-- Opening Marker --
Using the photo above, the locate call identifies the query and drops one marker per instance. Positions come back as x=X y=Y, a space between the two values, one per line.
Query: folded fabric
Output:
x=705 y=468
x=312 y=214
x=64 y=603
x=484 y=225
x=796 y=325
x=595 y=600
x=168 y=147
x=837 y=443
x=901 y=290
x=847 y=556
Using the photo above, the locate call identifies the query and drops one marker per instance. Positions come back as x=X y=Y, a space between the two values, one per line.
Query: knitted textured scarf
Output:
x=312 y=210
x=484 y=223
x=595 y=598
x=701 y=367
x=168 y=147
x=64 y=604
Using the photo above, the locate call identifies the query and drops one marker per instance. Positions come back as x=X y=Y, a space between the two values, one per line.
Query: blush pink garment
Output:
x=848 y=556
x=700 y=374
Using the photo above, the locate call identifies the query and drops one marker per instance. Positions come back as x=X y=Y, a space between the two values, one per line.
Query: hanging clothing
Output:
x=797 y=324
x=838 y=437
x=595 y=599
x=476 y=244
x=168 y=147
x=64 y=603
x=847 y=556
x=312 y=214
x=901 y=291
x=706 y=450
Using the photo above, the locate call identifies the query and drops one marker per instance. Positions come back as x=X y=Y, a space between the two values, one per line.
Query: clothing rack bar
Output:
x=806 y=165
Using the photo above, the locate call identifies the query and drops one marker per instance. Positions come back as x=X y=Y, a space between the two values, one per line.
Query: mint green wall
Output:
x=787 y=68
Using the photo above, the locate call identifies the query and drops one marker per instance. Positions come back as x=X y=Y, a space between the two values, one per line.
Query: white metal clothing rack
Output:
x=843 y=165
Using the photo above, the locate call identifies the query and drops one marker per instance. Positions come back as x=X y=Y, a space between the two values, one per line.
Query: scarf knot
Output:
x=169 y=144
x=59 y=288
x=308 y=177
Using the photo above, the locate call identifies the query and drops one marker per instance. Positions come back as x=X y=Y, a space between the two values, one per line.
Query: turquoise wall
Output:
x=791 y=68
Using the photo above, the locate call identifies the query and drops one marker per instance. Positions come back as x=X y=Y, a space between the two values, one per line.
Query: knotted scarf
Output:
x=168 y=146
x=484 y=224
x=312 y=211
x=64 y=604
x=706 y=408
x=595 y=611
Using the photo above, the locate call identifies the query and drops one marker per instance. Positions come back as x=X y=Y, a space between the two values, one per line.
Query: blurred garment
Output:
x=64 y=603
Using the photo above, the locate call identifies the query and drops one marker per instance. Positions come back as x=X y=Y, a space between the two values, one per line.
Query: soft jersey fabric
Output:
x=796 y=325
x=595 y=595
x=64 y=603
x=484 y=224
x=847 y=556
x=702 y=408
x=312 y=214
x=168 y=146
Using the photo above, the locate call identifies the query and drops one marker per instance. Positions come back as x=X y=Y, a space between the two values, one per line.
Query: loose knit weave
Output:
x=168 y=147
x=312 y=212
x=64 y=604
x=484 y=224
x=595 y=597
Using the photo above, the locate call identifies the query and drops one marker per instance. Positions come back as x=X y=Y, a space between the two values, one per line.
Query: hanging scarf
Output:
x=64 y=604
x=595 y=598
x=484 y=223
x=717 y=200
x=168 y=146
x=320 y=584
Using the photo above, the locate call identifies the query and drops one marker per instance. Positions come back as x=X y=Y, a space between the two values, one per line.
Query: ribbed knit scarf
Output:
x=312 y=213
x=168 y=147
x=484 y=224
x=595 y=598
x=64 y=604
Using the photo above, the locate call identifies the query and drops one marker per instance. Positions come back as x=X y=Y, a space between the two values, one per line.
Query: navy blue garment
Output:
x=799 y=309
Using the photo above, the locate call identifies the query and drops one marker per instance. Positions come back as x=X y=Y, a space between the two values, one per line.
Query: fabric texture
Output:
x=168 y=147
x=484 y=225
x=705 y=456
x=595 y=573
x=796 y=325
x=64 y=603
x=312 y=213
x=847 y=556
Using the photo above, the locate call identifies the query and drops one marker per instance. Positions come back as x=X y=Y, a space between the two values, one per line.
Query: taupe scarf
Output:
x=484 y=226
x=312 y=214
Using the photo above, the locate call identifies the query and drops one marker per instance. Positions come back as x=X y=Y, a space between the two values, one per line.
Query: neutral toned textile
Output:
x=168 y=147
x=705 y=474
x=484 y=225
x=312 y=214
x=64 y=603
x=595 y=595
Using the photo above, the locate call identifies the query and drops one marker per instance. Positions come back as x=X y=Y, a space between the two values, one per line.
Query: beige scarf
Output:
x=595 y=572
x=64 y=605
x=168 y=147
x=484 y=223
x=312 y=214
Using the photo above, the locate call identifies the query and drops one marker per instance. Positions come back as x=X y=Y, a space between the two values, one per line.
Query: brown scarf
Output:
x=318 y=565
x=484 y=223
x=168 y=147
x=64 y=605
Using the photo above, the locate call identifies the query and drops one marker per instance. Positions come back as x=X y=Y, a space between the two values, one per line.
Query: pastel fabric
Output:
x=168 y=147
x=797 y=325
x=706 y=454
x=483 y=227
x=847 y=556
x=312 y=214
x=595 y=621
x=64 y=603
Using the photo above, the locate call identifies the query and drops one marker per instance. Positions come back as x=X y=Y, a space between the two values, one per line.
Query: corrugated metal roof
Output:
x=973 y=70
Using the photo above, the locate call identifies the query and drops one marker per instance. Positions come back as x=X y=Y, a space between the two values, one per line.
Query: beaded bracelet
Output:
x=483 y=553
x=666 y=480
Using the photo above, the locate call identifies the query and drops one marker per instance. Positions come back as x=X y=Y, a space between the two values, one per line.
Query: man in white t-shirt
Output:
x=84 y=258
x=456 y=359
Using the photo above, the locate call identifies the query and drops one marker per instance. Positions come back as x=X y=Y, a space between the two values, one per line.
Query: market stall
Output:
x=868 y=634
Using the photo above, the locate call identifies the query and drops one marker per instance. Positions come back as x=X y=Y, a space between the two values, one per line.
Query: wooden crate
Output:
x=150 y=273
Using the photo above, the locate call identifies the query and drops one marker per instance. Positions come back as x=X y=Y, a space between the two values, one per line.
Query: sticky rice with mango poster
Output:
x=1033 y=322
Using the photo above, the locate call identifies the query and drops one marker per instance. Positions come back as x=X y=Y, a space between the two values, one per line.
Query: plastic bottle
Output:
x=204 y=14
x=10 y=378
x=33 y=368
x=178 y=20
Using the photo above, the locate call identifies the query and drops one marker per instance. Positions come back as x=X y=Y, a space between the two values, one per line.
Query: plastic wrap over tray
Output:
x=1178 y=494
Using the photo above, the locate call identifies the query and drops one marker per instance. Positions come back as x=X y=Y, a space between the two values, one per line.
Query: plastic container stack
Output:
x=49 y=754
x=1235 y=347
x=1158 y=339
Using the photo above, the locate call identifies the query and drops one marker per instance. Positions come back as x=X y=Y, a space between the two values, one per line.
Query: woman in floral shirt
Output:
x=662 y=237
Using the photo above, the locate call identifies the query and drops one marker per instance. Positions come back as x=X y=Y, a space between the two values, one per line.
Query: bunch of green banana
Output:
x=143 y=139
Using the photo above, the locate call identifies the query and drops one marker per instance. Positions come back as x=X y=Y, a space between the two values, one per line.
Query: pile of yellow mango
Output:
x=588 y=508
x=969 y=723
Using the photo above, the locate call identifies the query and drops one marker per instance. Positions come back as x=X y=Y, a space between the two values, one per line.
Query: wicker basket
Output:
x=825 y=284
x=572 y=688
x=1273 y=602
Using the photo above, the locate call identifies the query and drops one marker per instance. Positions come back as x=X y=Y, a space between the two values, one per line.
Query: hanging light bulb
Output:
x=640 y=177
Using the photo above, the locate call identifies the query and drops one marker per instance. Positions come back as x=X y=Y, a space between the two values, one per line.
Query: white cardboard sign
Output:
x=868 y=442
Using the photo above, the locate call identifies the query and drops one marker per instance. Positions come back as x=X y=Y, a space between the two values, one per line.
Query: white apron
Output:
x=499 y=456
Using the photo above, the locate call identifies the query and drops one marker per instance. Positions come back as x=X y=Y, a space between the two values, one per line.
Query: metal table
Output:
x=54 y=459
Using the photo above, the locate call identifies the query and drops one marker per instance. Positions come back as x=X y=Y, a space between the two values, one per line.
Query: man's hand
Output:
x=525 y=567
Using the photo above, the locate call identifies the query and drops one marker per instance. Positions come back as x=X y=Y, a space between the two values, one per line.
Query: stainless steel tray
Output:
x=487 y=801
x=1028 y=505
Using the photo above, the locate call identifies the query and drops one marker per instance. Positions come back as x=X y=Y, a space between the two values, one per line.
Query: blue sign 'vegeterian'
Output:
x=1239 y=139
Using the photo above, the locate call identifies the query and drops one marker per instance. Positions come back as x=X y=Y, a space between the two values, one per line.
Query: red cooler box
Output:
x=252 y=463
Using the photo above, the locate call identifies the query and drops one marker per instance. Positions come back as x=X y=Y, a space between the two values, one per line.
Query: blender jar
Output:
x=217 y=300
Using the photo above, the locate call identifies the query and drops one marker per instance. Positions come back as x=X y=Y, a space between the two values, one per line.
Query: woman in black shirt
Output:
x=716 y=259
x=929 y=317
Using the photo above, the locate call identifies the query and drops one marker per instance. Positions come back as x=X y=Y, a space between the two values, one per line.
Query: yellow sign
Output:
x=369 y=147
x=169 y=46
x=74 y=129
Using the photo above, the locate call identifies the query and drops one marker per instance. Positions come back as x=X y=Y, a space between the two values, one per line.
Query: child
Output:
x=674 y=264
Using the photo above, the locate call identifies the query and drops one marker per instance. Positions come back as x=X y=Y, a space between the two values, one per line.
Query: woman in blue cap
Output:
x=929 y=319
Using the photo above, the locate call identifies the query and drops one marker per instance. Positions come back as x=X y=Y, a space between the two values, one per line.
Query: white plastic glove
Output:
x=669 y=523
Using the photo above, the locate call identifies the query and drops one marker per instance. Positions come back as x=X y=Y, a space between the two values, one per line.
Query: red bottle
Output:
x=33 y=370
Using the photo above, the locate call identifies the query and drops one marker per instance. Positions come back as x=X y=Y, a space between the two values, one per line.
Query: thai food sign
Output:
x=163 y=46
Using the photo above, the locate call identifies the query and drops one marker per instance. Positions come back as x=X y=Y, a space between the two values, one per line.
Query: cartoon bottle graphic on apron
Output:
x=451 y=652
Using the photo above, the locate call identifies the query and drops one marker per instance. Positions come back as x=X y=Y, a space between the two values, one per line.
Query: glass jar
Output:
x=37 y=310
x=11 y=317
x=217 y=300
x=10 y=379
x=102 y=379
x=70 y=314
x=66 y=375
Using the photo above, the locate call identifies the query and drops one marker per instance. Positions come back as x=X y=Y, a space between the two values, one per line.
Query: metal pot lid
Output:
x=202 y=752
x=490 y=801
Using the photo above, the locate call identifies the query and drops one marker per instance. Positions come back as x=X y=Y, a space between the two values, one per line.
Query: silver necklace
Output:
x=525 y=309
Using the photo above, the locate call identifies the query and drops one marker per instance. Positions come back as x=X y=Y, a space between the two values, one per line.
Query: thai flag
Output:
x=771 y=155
-- Closing Marker --
*REQUIRED WORK*. Please copy every line of the records above in which "rack" appears.

*REPLY TO THE TASK*.
Query: clothing rack bar
Query: white metal clothing rack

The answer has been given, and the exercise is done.